Please find each line in the rows below that holds the word "query" and copy those lines out.

---

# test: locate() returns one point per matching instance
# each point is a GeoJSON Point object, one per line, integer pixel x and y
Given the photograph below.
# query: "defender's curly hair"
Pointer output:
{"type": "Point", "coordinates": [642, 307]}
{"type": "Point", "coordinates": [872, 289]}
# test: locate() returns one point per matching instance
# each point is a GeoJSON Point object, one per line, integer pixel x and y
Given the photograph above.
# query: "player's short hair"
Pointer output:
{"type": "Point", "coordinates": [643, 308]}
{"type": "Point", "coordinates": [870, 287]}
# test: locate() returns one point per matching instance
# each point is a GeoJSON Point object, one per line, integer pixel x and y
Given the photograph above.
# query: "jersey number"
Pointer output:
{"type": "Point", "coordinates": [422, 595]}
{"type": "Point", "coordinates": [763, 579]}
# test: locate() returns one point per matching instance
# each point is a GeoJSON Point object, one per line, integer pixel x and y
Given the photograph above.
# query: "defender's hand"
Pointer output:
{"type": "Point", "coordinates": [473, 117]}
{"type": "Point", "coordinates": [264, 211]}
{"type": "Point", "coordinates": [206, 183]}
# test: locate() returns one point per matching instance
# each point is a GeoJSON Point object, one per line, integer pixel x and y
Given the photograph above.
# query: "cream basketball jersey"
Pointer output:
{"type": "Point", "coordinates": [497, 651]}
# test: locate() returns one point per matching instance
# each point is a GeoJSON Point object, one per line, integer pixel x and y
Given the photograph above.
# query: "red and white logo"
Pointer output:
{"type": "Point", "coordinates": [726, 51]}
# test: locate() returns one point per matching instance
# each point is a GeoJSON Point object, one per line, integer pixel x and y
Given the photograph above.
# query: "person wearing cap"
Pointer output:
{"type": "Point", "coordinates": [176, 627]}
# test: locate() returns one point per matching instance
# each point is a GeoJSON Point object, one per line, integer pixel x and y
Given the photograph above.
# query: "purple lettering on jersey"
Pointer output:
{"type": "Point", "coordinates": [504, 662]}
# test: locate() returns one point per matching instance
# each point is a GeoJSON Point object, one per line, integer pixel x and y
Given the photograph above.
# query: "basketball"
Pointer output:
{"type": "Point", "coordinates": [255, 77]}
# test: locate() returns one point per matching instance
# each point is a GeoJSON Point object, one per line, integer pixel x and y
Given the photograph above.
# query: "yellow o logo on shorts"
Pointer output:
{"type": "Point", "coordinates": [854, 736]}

---

> **THE COMPLETED TASK**:
# query: "defender's curly hair"
# query: "player's short hair"
# query: "jersey number"
# query: "defender's hand"
# query: "cream basketball jersey"
# query: "red and white logo"
# query: "person wearing cap"
# query: "purple lettering on jersey"
# query: "basketball"
# query: "yellow o logo on shorts"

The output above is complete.